→ Your task: Reproduce the passage of the guide to Claude Code and Codex starting with "This is a guide" and going on through "the next hour.".

→ Document extract:
A Guide for Getting Started with Claude Code and Codex for Nontechnical People
I've been using these tools every day for a few months. Recently, I moved many of my ChatGPT and Claude projects into local files so that Claude Code and Codex can run them directly. They're not just chatbots, but they can be used as chatbots. They can also run your computer and actually do things, like creating files, designing websites, organizing data, and writing code.
This is the closest thing to an AI coworker I've used and it's the easiest way to experiment with early agents, because Claude Code and Codex are the best agents currently available.
This is a guide for the people who get a little nervous when they need to open Terminal (or don't know what it is). I'll try to break down the complexity, simplify the buzzwords, and allow you to build something quite incredible within the next hour.
What these tools are
Claude Code, Codex, and Gemini CLI are AI tools that run on your machine and connect to models over the internet. They are command line tools, which means they run in the Terminal, that black screen with the blinking cursor that developers use. It's how software gets built, servers get managed, and systems get configured. When you add these AI tools to the Terminal, you can just type what you want in plain words and they make it happen. If you're thinking about JARVIS right now you aren't far off. Where ChatGPT, Claude, Gemini, and (especially) Copilot can sometimes fall on their face when doing real work, these tools can often get the full job done.
They can make a spreadsheet accurately from a messy text file. They can build a website or application end-to-end in minutes. In short, you just tell them what you want and they write the code, create the files, and put everything where it needs to go.
They all work similarly, so pick one based on what you currently pay for, as ChatGPT/Claude/Gemini subscriptions come with usage for these tools:
- Claude Code: Made by Anthropic, this tool invented the category. Requires a Claude Pro ($20/month), Max ($100-200/month), or usage-based API billing. Claude Code can also be used through the Claude Desktop app, which has a dedicated Code tab that avoids the Terminal entirely.
- Codex: Made by OpenAI and quickly catching up to Claude Code. Requires ChatGPT Plus ($20/month), Pro ($200/month), Business, or usage-based API billing. They recently launched a Codex Mac app, making the tool much more accessible if you don't want to touch a Terminal. Over 1 million people downloaded it in the first week. It's a big deal.
- Gemini CLI: Made by Google. Unlike the others, it has a free tier if you log in with your Google account. Easiest starting point if you don't have a paid subscription elsewhere, but it's the least popular among the three.
You don't need all three. Pick one and we'll get started.
Setup
Pick one:
This is the simplest option and it's free to start.
That's it. The free tier gives you 60 requests per minute and 1,000 per day — plenty to get started.

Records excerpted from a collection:
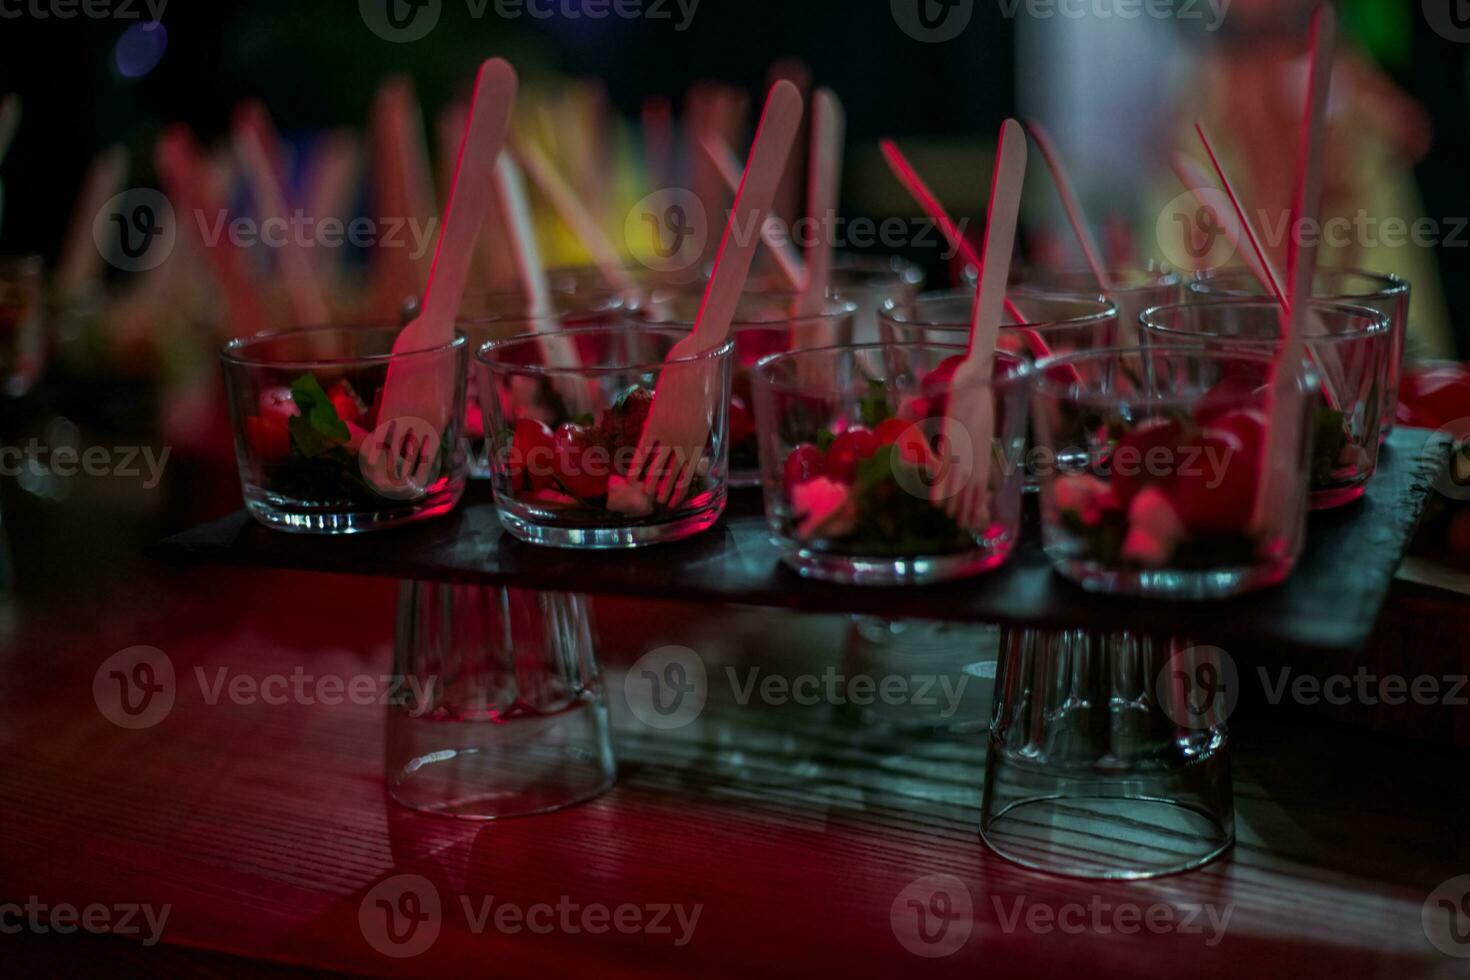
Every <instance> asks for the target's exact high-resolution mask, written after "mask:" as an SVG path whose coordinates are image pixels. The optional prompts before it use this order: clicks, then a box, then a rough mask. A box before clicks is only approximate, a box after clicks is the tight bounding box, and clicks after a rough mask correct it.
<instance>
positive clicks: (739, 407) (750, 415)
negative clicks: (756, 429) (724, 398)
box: [731, 395, 756, 445]
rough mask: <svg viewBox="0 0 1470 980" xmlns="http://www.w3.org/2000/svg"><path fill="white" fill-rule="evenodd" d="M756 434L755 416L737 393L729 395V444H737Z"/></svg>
mask: <svg viewBox="0 0 1470 980" xmlns="http://www.w3.org/2000/svg"><path fill="white" fill-rule="evenodd" d="M754 435H756V417H754V416H753V414H751V413H750V408H748V407H747V406H745V401H744V400H742V398H741V397H739V395H731V445H739V444H741V442H744V441H745V439H750V438H751V436H754Z"/></svg>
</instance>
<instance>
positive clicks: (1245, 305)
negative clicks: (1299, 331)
mask: <svg viewBox="0 0 1470 980" xmlns="http://www.w3.org/2000/svg"><path fill="white" fill-rule="evenodd" d="M1310 306H1311V309H1314V310H1319V311H1326V313H1338V314H1342V316H1352V317H1357V319H1363V320H1372V323H1370V325H1369V326H1364V328H1360V329H1352V331H1347V332H1342V334H1313V335H1311V336H1307V338H1305V342H1307V344H1354V342H1360V341H1366V339H1372V338H1374V336H1380V335H1385V334H1389V332H1391V331H1392V320H1389V317H1388V314H1385V313H1380V311H1377V310H1374V309H1373V307H1367V306H1357V304H1351V303H1333V301H1332V300H1319V298H1314V300H1313V301H1311V303H1310ZM1250 307H1260V309H1269V310H1272V311H1277V313H1279V311H1280V309H1282V304H1280V303H1277V301H1276V300H1272V298H1269V297H1229V298H1220V300H1207V301H1198V303H1166V304H1164V306H1154V307H1150V309H1147V310H1144V311H1142V313H1139V314H1138V325H1139V328H1142V329H1144V331H1148V332H1150V334H1151V335H1158V336H1166V338H1170V339H1173V338H1195V336H1198V338H1201V339H1202V341H1207V342H1210V344H1220V345H1225V347H1274V345H1276V344H1277V342H1279V339H1280V338H1276V336H1270V338H1260V336H1216V335H1214V334H1201V332H1200V331H1183V329H1179V328H1172V326H1164V325H1160V323H1152V322H1151V320H1150V317H1151V316H1154V314H1157V313H1163V311H1177V310H1222V309H1238V310H1244V309H1250Z"/></svg>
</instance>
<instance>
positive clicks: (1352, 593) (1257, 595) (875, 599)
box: [154, 429, 1446, 652]
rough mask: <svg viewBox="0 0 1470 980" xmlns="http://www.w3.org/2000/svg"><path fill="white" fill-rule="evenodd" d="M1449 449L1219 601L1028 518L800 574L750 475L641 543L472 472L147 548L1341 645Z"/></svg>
mask: <svg viewBox="0 0 1470 980" xmlns="http://www.w3.org/2000/svg"><path fill="white" fill-rule="evenodd" d="M1445 457H1446V447H1445V442H1444V439H1441V438H1433V436H1432V435H1430V433H1429V432H1426V430H1419V429H1399V430H1398V432H1395V433H1394V436H1392V439H1391V441H1389V444H1388V445H1386V447H1385V450H1383V454H1382V458H1380V463H1379V472H1377V475H1376V476H1374V478H1373V482H1372V483H1370V485H1369V489H1367V494H1366V495H1364V498H1363V500H1360V501H1357V502H1355V504H1351V505H1348V507H1345V508H1339V510H1335V511H1326V513H1319V514H1313V517H1311V526H1310V535H1308V544H1307V550H1305V554H1304V555H1302V560H1301V564H1299V566H1298V569H1297V572H1295V574H1292V577H1291V579H1289V580H1288V582H1285V583H1283V585H1280V586H1277V588H1274V589H1269V591H1264V592H1257V594H1252V595H1245V597H1239V598H1235V599H1226V601H1217V602H1182V601H1161V599H1155V601H1142V599H1127V598H1117V597H1108V595H1091V594H1088V592H1083V591H1082V589H1080V588H1078V586H1075V585H1072V583H1070V582H1067V580H1066V579H1063V577H1061V576H1058V574H1055V573H1054V572H1053V570H1051V567H1050V564H1048V563H1047V558H1045V555H1044V554H1042V551H1041V544H1039V539H1038V532H1036V529H1035V527H1029V529H1028V535H1026V539H1025V541H1023V542H1022V544H1020V545H1019V547H1017V550H1016V552H1014V554H1013V555H1011V560H1010V561H1008V563H1007V564H1005V566H1004V567H1003V569H1000V570H997V572H992V573H989V574H985V576H979V577H973V579H966V580H963V582H950V583H941V585H929V586H919V588H866V586H838V585H828V583H822V582H810V580H806V579H801V577H800V576H797V574H795V573H794V572H791V570H788V569H786V567H785V566H782V564H781V561H779V558H778V557H776V550H775V547H773V545H772V544H770V541H769V538H767V532H766V525H764V519H763V517H761V511H760V495H759V492H754V491H744V492H736V494H734V497H732V500H731V505H729V510H728V511H726V514H725V517H723V519H722V520H720V523H719V525H716V526H714V527H713V529H710V530H707V532H704V533H703V535H698V536H695V538H691V539H686V541H682V542H678V544H670V545H659V547H654V548H644V550H638V551H614V552H589V551H560V550H554V548H538V547H534V545H528V544H522V542H519V541H516V539H514V538H512V536H510V535H509V533H506V532H504V530H503V529H501V527H500V522H498V520H497V519H495V508H494V505H492V502H491V500H490V492H488V486H484V485H478V486H475V488H472V489H470V492H469V494H467V497H466V501H465V504H462V505H460V508H459V510H457V511H456V513H454V514H450V516H447V517H442V519H438V520H434V522H428V523H423V525H416V526H409V527H401V529H395V530H385V532H379V533H366V535H351V536H345V538H323V536H306V535H290V533H282V532H275V530H269V529H266V527H263V526H259V525H256V523H254V520H251V519H250V517H248V516H247V514H245V511H240V513H235V514H231V516H229V517H223V519H221V520H216V522H213V523H209V525H203V526H200V527H196V529H193V530H187V532H184V533H179V535H175V536H172V538H168V539H165V541H162V542H160V544H159V545H156V547H154V554H156V555H157V557H160V558H165V560H168V561H173V563H178V564H228V566H256V567H272V569H294V570H307V572H338V573H347V574H368V576H384V577H394V579H434V580H456V582H479V583H485V585H513V586H520V588H532V589H559V591H573V592H592V594H604V595H632V597H642V598H663V599H681V601H691V602H729V604H741V605H767V607H781V608H792V610H804V611H813V613H864V614H875V616H891V617H916V619H938V620H961V621H978V623H1001V624H1013V626H1047V627H1057V629H1083V627H1085V629H1095V630H1107V629H1135V630H1147V632H1152V633H1160V635H1182V636H1189V638H1192V639H1194V641H1195V642H1211V644H1220V645H1229V644H1232V642H1233V644H1251V645H1257V646H1267V648H1280V649H1294V651H1298V652H1348V651H1354V649H1357V648H1360V646H1363V645H1364V644H1366V642H1367V639H1369V635H1370V633H1372V630H1373V624H1374V621H1376V620H1377V617H1379V611H1380V610H1382V607H1383V599H1385V598H1386V595H1388V589H1389V583H1391V582H1392V579H1394V572H1395V569H1397V567H1398V564H1399V561H1401V560H1402V557H1404V551H1405V550H1407V547H1408V542H1410V538H1411V535H1413V530H1414V525H1416V523H1417V520H1419V516H1420V511H1421V510H1423V507H1424V502H1426V501H1427V500H1429V494H1430V489H1432V485H1433V479H1435V476H1436V475H1438V472H1439V469H1441V466H1442V464H1444V460H1445Z"/></svg>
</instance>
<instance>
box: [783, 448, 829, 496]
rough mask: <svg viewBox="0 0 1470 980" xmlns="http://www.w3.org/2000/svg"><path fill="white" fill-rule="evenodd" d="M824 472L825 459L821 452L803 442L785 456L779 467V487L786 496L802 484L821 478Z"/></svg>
mask: <svg viewBox="0 0 1470 980" xmlns="http://www.w3.org/2000/svg"><path fill="white" fill-rule="evenodd" d="M825 470H826V457H825V455H823V454H822V450H819V448H817V447H814V445H811V444H810V442H803V444H801V445H798V447H797V448H794V450H792V451H791V453H789V454H788V455H786V461H785V464H782V467H781V485H782V486H784V488H785V491H786V494H791V491H794V489H795V488H798V486H801V485H803V483H806V482H808V480H814V479H816V478H819V476H822V473H823V472H825Z"/></svg>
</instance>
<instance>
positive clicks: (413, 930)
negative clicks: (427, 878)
mask: <svg viewBox="0 0 1470 980" xmlns="http://www.w3.org/2000/svg"><path fill="white" fill-rule="evenodd" d="M357 927H359V929H360V930H362V934H363V939H366V940H368V945H369V946H372V948H373V949H376V951H378V952H381V954H382V955H384V956H392V958H394V959H407V958H409V956H417V955H420V954H423V952H428V949H429V946H432V945H434V943H435V942H437V940H438V937H440V929H442V927H444V912H442V904H441V902H440V890H438V889H437V887H434V882H431V880H429V879H426V877H423V876H422V874H394V876H392V877H390V879H384V880H382V882H378V883H376V884H375V886H372V889H370V890H369V892H368V893H366V895H363V901H362V904H360V905H359V907H357Z"/></svg>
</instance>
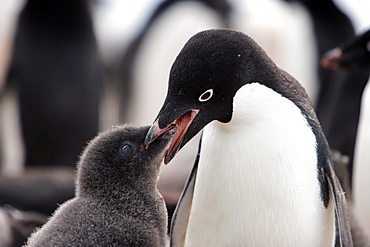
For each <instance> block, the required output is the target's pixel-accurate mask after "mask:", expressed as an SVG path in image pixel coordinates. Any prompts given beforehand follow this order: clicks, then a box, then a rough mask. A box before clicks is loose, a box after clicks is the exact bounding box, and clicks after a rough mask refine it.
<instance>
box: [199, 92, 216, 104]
mask: <svg viewBox="0 0 370 247" xmlns="http://www.w3.org/2000/svg"><path fill="white" fill-rule="evenodd" d="M212 96H213V89H208V90H207V91H205V92H204V93H202V95H201V96H199V98H198V100H199V101H200V102H206V101H208V100H209V99H210V98H212Z"/></svg>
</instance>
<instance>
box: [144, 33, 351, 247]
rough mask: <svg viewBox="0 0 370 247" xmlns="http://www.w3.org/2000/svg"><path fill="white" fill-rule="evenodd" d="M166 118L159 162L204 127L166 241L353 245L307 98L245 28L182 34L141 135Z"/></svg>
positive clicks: (310, 106)
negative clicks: (163, 82)
mask: <svg viewBox="0 0 370 247" xmlns="http://www.w3.org/2000/svg"><path fill="white" fill-rule="evenodd" d="M215 120H216V121H215ZM173 123H174V124H176V125H178V129H177V131H176V133H175V135H174V138H173V141H172V143H171V146H170V148H169V150H168V152H167V154H166V157H165V162H166V163H168V162H169V161H170V160H171V159H172V158H173V157H174V155H175V154H176V152H177V151H178V150H179V149H181V148H182V147H183V146H184V145H185V144H186V143H187V142H188V141H189V140H190V139H191V138H192V137H193V136H194V135H195V134H196V133H198V132H199V131H200V130H202V129H203V128H204V131H203V137H202V140H201V149H200V151H199V153H198V158H197V161H196V163H195V165H194V168H193V170H192V173H191V175H190V177H189V180H188V183H187V185H186V187H185V189H184V191H183V194H182V198H181V199H180V202H179V205H178V206H177V210H176V213H175V215H174V218H173V223H172V226H171V232H172V235H171V245H172V246H334V244H335V242H336V241H337V242H338V243H339V244H341V246H352V239H351V233H350V229H349V219H348V213H347V206H346V205H347V204H346V200H345V197H344V193H343V191H342V189H341V186H340V184H339V182H338V179H337V177H336V175H335V173H334V171H333V168H332V163H331V156H330V150H329V147H328V144H327V141H326V139H325V136H324V134H323V133H322V130H321V127H320V124H319V122H318V120H317V117H316V115H315V112H314V110H313V107H312V104H311V102H310V100H309V98H308V96H307V94H306V92H305V90H304V89H303V87H302V86H301V85H300V84H299V83H298V82H297V81H296V80H295V79H294V78H293V77H291V76H290V75H289V74H288V73H287V72H285V71H283V70H281V69H279V68H278V67H277V66H276V65H275V64H274V62H273V61H272V60H271V59H270V58H269V57H268V56H267V55H266V53H265V52H264V51H263V50H262V48H261V47H260V46H258V44H257V43H255V42H254V41H253V40H252V39H251V38H250V37H249V36H247V35H245V34H243V33H240V32H236V31H233V30H227V29H218V30H207V31H204V32H201V33H198V34H196V35H195V36H193V37H192V38H191V39H190V40H189V41H188V42H187V43H186V44H185V46H184V48H183V49H182V50H181V52H180V54H179V55H178V56H177V58H176V60H175V62H174V64H173V66H172V68H171V72H170V78H169V87H168V93H167V97H166V99H165V102H164V104H163V107H162V108H161V110H160V111H159V113H158V116H157V119H156V120H155V122H154V124H153V125H152V127H151V129H150V130H149V131H148V134H147V137H146V140H145V144H146V145H150V143H151V142H152V141H153V140H154V139H156V138H157V137H158V136H160V135H161V134H163V133H165V132H166V131H167V129H168V126H171V125H172V124H173ZM336 228H337V229H338V231H339V237H338V238H337V239H336V237H335V232H336Z"/></svg>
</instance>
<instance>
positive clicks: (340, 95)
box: [287, 0, 367, 184]
mask: <svg viewBox="0 0 370 247" xmlns="http://www.w3.org/2000/svg"><path fill="white" fill-rule="evenodd" d="M287 1H288V2H300V3H302V4H303V5H304V6H306V7H307V10H308V11H309V12H310V14H311V17H312V21H313V27H314V30H315V37H316V39H317V41H316V43H317V48H318V53H319V54H318V55H319V57H322V56H323V55H324V53H325V52H327V51H328V50H329V49H332V48H333V47H335V46H336V45H337V44H338V43H342V42H345V41H346V40H347V39H349V38H352V37H354V36H355V30H354V27H353V25H352V22H351V20H350V18H349V17H348V16H347V15H346V14H345V13H344V12H343V11H342V10H341V9H340V8H339V7H338V6H337V3H336V2H338V1H334V0H287ZM317 61H318V63H317V70H318V74H319V78H320V80H319V81H320V89H319V92H318V99H317V103H316V104H315V109H316V113H317V116H318V118H319V120H320V123H321V126H322V129H323V131H324V133H325V136H326V138H327V141H328V143H329V145H330V147H331V148H332V149H334V150H338V151H340V152H341V153H342V154H344V155H347V156H349V158H350V160H349V164H348V168H349V173H350V180H351V181H350V183H351V184H352V166H353V158H354V150H355V143H356V133H357V126H358V119H359V115H360V110H359V109H360V104H361V98H360V97H359V95H361V94H362V91H363V90H364V87H365V85H366V83H367V77H366V76H364V75H363V74H358V73H351V72H350V71H345V70H340V71H339V70H337V71H334V70H328V69H325V68H323V67H322V66H320V64H319V59H317ZM353 81H356V82H357V83H356V84H355V85H352V82H353Z"/></svg>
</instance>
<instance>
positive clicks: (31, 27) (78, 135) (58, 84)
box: [6, 0, 103, 168]
mask: <svg viewBox="0 0 370 247" xmlns="http://www.w3.org/2000/svg"><path fill="white" fill-rule="evenodd" d="M6 80H7V81H6V83H7V85H6V87H16V90H17V93H18V99H19V116H20V122H21V132H22V136H23V140H24V146H25V152H26V158H25V162H24V163H25V166H26V167H30V166H33V167H34V166H43V167H45V166H46V167H50V166H66V167H72V168H74V166H75V164H76V162H77V160H78V155H79V152H80V150H81V147H82V146H84V145H85V144H86V141H88V140H89V139H91V138H92V137H93V136H94V135H95V134H96V133H97V132H98V131H99V107H100V95H101V91H102V87H103V84H102V83H103V81H102V80H103V78H102V68H101V64H100V56H99V54H98V48H97V44H96V40H95V35H94V30H93V23H92V20H91V16H90V10H89V5H88V2H87V1H86V0H69V1H65V0H55V1H48V0H27V2H26V3H25V6H24V7H23V9H22V11H21V13H20V15H19V18H18V21H17V30H16V33H15V37H14V44H13V54H12V58H11V62H10V65H9V70H8V72H7V78H6Z"/></svg>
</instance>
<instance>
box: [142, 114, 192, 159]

→ Worked solution:
This is a guide for the people who get a little nervous when they need to open Terminal (or don't know what it is). I'll try to break down the complexity, simplify the buzzwords, and allow you to build something quite incredible within the next hour.